## Stated task
Rewrite every row with "maroon t-shirt" changed to "dark red shirt" and everything else left as it is. Omit the pictures from your answer.
** BEGIN **
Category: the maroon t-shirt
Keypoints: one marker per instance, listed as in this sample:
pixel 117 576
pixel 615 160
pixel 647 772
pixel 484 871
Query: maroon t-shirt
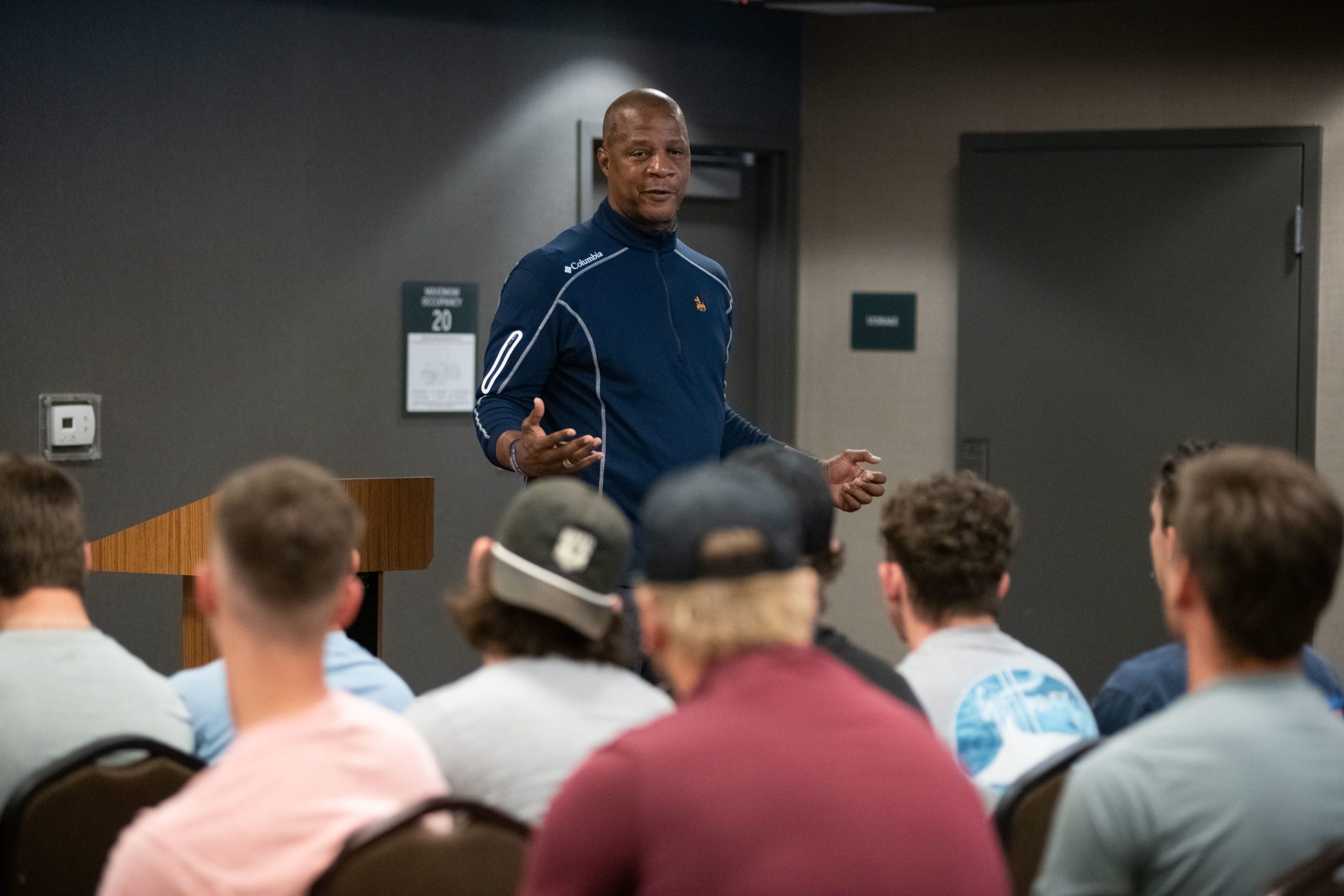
pixel 784 774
** END **
## Reply to the task
Category: the dark red shirt
Keypoints: one marker per instance, listed as in this sample:
pixel 117 576
pixel 615 160
pixel 647 772
pixel 484 871
Query: dark red shirt
pixel 784 774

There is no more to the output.